↓

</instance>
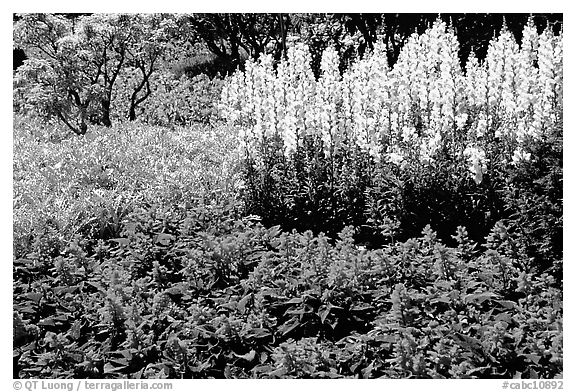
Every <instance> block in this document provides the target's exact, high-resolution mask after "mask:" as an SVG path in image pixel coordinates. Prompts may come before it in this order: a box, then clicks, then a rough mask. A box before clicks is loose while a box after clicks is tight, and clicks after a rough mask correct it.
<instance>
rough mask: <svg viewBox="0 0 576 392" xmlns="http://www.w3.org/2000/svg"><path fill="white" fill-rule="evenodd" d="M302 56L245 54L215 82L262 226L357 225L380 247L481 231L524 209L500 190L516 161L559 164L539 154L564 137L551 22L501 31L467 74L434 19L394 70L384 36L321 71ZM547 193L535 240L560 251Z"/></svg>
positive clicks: (453, 42)
mask: <svg viewBox="0 0 576 392" xmlns="http://www.w3.org/2000/svg"><path fill="white" fill-rule="evenodd" d="M510 59H515V60H514V62H510ZM310 64H311V55H310V53H309V51H308V48H307V47H306V46H305V45H303V44H296V45H294V46H293V47H291V48H290V49H289V51H288V58H287V60H285V61H282V62H281V63H280V64H278V66H277V68H276V69H275V68H274V66H273V61H272V58H271V57H270V56H262V57H261V58H260V60H259V62H250V61H249V62H247V63H246V69H245V71H243V72H242V71H238V72H237V73H236V74H234V75H233V76H232V77H231V78H229V80H228V83H227V84H226V86H225V87H224V89H223V92H222V108H223V110H224V112H225V113H226V116H227V118H228V120H229V121H230V122H232V123H233V124H235V125H236V126H237V127H239V128H240V130H241V134H240V139H241V140H240V142H241V143H242V148H243V155H244V167H245V170H244V176H245V179H246V189H245V192H244V200H245V205H246V207H247V213H249V214H257V215H260V216H262V218H263V222H265V223H266V224H267V225H274V224H280V225H281V226H282V227H283V228H285V229H288V230H289V229H291V228H297V229H298V230H308V229H312V230H314V232H315V233H319V232H320V231H323V232H325V233H327V234H328V235H329V236H330V237H332V238H334V237H335V235H336V233H337V232H339V231H340V230H342V228H343V227H344V226H346V225H354V226H355V227H358V228H359V229H360V230H359V232H358V236H357V239H358V240H359V241H365V242H367V243H368V244H370V245H371V246H377V245H378V244H381V243H383V242H385V241H389V240H392V239H400V240H407V239H408V238H410V237H412V236H414V235H417V234H418V232H419V231H420V230H421V229H422V228H423V227H424V226H425V225H427V224H436V225H437V224H438V223H439V222H442V226H441V227H439V235H440V237H441V238H442V239H443V240H444V241H448V242H449V241H451V238H450V235H451V233H453V231H454V230H455V229H456V227H457V226H459V225H465V226H467V227H468V229H469V233H470V236H471V237H472V238H473V239H474V240H475V241H482V239H483V238H484V237H485V236H486V235H487V234H488V232H489V230H490V229H491V227H492V226H493V225H494V224H495V223H496V222H497V221H498V220H501V219H511V218H512V217H513V216H519V215H520V214H523V213H524V212H526V211H525V210H526V207H522V206H521V205H520V204H517V203H516V204H514V202H512V201H511V200H512V197H510V196H506V195H507V192H508V193H509V191H508V190H507V189H510V180H509V179H511V178H514V177H515V176H516V174H515V173H517V172H518V170H522V169H519V168H520V167H522V166H526V165H527V167H529V166H530V165H533V164H534V165H539V166H540V171H534V170H531V171H530V173H531V175H534V176H535V177H533V179H534V180H537V178H538V179H540V178H541V177H538V176H544V173H547V172H550V171H551V172H554V173H556V174H555V176H556V177H555V178H558V175H559V174H560V173H561V162H560V161H558V159H557V158H555V159H548V160H542V158H541V157H542V156H541V155H537V154H536V153H535V152H536V151H539V150H544V149H546V148H548V147H546V146H547V145H550V144H551V143H552V144H556V145H558V144H557V142H556V141H555V140H558V137H561V136H560V135H559V134H561V131H560V129H561V118H562V36H561V35H560V36H553V35H552V32H551V30H549V29H548V30H545V31H544V32H543V33H542V34H540V35H538V34H537V33H536V29H535V27H534V25H533V24H531V23H529V24H528V25H527V26H526V28H525V30H524V38H523V43H522V46H518V45H517V44H516V42H515V41H514V39H513V37H512V36H511V33H510V32H509V31H507V30H503V31H502V32H501V35H500V36H499V37H498V38H495V39H494V40H493V41H492V42H491V45H490V48H489V49H488V54H487V57H486V60H485V61H484V62H483V63H479V62H478V61H477V60H476V59H475V58H474V57H471V58H470V60H469V62H468V64H467V66H466V70H465V72H464V70H463V69H462V68H461V66H460V63H459V60H458V42H457V40H456V36H455V35H454V33H453V32H452V31H451V30H450V29H448V28H447V27H446V25H445V24H444V23H442V22H440V21H438V22H437V23H435V24H434V26H432V28H430V29H429V30H428V31H426V32H425V33H424V34H422V35H417V34H415V35H413V36H412V37H411V38H410V40H409V41H408V42H407V43H406V45H405V46H404V47H403V49H402V52H401V55H400V57H399V60H398V62H397V63H396V64H395V66H394V67H393V68H392V69H388V66H387V59H386V53H385V52H384V48H383V46H377V47H376V48H375V49H374V51H373V52H372V53H370V54H368V55H367V56H366V57H365V58H363V59H362V60H360V61H358V62H356V63H354V64H353V65H352V66H351V67H350V68H349V69H348V70H347V71H346V72H344V74H343V75H340V72H339V59H338V55H337V54H336V52H335V50H334V49H331V48H328V49H326V50H325V51H324V53H323V57H322V62H321V70H322V73H321V75H320V77H319V78H318V79H316V78H315V76H314V74H313V72H312V70H311V65H310ZM548 149H549V148H548ZM531 151H534V153H532V152H531ZM556 151H559V150H556ZM536 172H538V173H539V174H536ZM554 181H555V182H553V183H550V185H549V187H551V188H553V189H555V190H556V191H557V190H558V189H559V187H558V181H557V180H554ZM552 184H554V185H552ZM511 188H513V189H514V186H513V185H512V187H511ZM549 195H550V197H551V198H552V199H550V200H548V199H546V201H544V200H541V201H542V204H544V205H546V204H547V203H548V204H550V203H551V205H553V207H550V208H548V211H547V212H546V213H544V214H545V215H546V217H545V218H544V217H543V216H541V218H542V219H545V220H546V222H547V223H546V224H545V227H546V229H545V230H547V233H548V234H547V235H545V236H544V238H546V240H545V243H546V244H542V247H541V250H544V249H549V248H554V249H559V246H558V237H557V234H558V232H556V231H555V229H554V228H553V227H554V223H553V222H556V223H558V222H560V219H561V218H560V217H561V212H560V211H561V207H560V204H559V198H558V196H557V194H555V195H553V196H552V193H550V192H549ZM534 212H535V211H534ZM539 214H540V213H539ZM526 219H528V220H532V216H526ZM534 219H539V218H536V217H534ZM532 222H534V220H532ZM555 227H558V226H555ZM382 233H384V234H383V235H382ZM554 233H555V234H554ZM553 238H554V239H553ZM538 252H540V251H538ZM532 254H534V249H533V250H532ZM540 254H541V256H538V257H537V258H540V259H541V258H542V257H544V258H546V257H547V256H544V255H543V254H542V253H540ZM534 257H535V256H534Z"/></svg>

↑

*Exercise directions*:
Among the lines above, repeat exactly those from the line with "Every <instance> block" to the line with "rough mask: <svg", counting both ends.

*Result of this exercise*:
Every <instance> block in this document provides the target's exact, high-resolution mask after "mask:" as an SVG path in image pixel coordinates. Prompts may come before it in this order: a box, then clicks, then a rough mask. A box before clicks is loose while a box after clicks is tight, and clicks after a rough mask correct it.
<instance>
rough mask: <svg viewBox="0 0 576 392" xmlns="http://www.w3.org/2000/svg"><path fill="white" fill-rule="evenodd" d="M302 56L245 54L215 82L262 226L357 225L380 247L481 231L524 209L500 190L516 161L559 164L539 154L564 137L551 22L501 31L467 74L434 19L394 70L384 36L321 71ZM547 193L535 240L560 251Z"/></svg>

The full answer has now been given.